• **EXTRAIT DU TEXTE**:
L’Europe oublie le transport ferroviaire urbain et régional, le président de l’UTP Thierry Mallet demande un changement radical

 Tandis que la première mouture de la Loi climat en discussion en France omet de préparer le développement du fret ferroviaire (1), l’Union européenne ne fait pas mieux pour le transport ferroviaire régional et suburbain dans son « Pacte vert » sensé éviter le « changement climatique ». A croire que les élites politiques de ce continent restent génétiquement soumises aux lobbys routiers. Une cécité dénoncée par le président de l’Union des transports publics et ferroviaires (UTP) Thierry Mallet dans l’hebdomadaire économique français La Tribune (2). En pleine psychose coronavirienne, l’UTP a par ailleurs publié une nouvelle étude démontrant que le transport public n’est pas un lieu de contamination par des micro-organismes.

Le transport ferroviaire régional et urbain est à peine mentionné par la « Stratégie européenne pour une mobilité durable et intelligente »

 Le transport ferroviaire régional et urbain est à peine mentionné dans le texte européen définissant la « Stratégie européenne pour une mobilité durable et intelligente », ce qui rend douteux ce dernier qualificatif. Or le transport collectif, dans nos agglomérations et à leurs périphéries, constitue un atout essentiel pour atteindre les objectifs d’économies d’énergie, de limitation des nuisances sonores, de protection des vies humaines et de limitation des émissions de polluants que ce soit directement par le moteur à explosion ou indirectement par la production hautement polluante (mais à distance de leur usage final) de batteries pour moteurs électriques. Sans parler de l’économie d’espace grâce à la faible emprise au sol des lignes ferroviaires par rapport aux routes, pour un même débit potentiel.

• **CONSIGNE 1**: Recopiez mot pour mot, dans l'extrait sur le transport ferroviaire régional, tout ce qui va de « Tandis que la » jusqu'à « par des micro-organismes. ».
• **CONSIGNE 2**: Poursuivez l'article sur le rail urbain et régional en Europe à partir de sa dernière phrase.

• **SECTION DES DONNÉES**:

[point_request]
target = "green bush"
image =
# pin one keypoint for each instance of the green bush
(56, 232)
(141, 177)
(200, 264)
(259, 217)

• **RÉSULTAT ATTENDU 1**:
Tandis que la première mouture de la Loi climat en discussion en France omet de préparer le développement du fret ferroviaire (1), l’Union européenne ne fait pas mieux pour le transport ferroviaire régional et suburbain dans son « Pacte vert » sensé éviter le « changement climatique ». A croire que les élites politiques de ce continent restent génétiquement soumises aux lobbys routiers. Une cécité dénoncée par le président de l’Union des transports publics et ferroviaires (UTP) Thierry Mallet dans l’hebdomadaire économique français La Tribune (2). En pleine psychose coronavirienne, l’UTP a par ailleurs publié une nouvelle étude démontrant que le transport public n’est pas un lieu de contamination par des micro-organismes.

• **RÉSULTAT ATTENDU 2**:
DSCN3883Rame Citadis 302 d'Alstom au départ du terminus Saint-Jean-de-Védas-Centre de la ligne 2 du tramway de Montpellier.  Sur ses deux extrémités (Sabines-Saint-Jean-de-Védas Centre et Sablassous-Jacou), cette ligne est à voie unique avec un débit potentiel d'une rame toutes les 5mn par sens. Cette rame Citadis 302 (35mX2,65m) affiche une capacité de 212 voyageurs, ses soeurs de 43m (402) d'environ 300 voyageurs. L'emprise au sol de la voie unique de tramway est d'environ trois mètres, soit à peu près la largeur d'une seule bande de circulation sur voie routière (3,50m)... ©RDS

 Le président de l’UTP Thierry Mallet, par ailleurs PDG de Transdev, société à capitaux majoritairement publics (66 % Caisse des Dépôts, 34 % groupe allemand Rethman) pour l’exploitation de réseaux de transport, rappelle à la mémoire des hiérarques de la Commission européenne que cette dernière dispose de puissants leviers d’action pour agir, que ce soit sur les investissements dans les réseaux (en renvoyant une partie de l’argent qui lui est versé par les Etats vers leurs infrastructures de transport) ou pour garantir une concurrence équitable.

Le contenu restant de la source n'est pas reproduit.